• **Required work**:
Copy the material below word for word, starting at the line that contains "Task: annotate the white" and continuing through the last line of the material.

• **Task data**:
++++++

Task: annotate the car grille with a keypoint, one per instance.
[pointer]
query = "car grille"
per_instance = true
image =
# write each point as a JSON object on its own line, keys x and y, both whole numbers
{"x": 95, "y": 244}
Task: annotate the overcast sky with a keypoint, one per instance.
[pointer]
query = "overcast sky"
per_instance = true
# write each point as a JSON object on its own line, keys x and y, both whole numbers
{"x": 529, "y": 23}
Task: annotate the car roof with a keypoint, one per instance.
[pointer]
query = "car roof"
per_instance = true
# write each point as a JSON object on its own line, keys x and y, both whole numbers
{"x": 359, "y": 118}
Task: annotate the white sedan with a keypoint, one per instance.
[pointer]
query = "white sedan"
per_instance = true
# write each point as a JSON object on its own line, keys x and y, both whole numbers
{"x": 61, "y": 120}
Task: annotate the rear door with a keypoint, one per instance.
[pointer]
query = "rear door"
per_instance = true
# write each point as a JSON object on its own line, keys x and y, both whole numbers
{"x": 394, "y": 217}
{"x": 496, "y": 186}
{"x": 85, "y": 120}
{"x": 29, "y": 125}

++++++

• **Full solution**:
Task: annotate the white sedan with a keypoint, one per instance.
[pointer]
query = "white sedan"
per_instance = true
# write each point as a JSON object on its own line, keys x and y, both whole numbers
{"x": 61, "y": 120}
Task: annotate the rear door with a keypoint, one per instance.
[pointer]
query = "rear door"
per_instance = true
# write each point as a JSON object on its own line, keys x and y, both whole numbers
{"x": 394, "y": 217}
{"x": 496, "y": 186}
{"x": 85, "y": 120}
{"x": 29, "y": 125}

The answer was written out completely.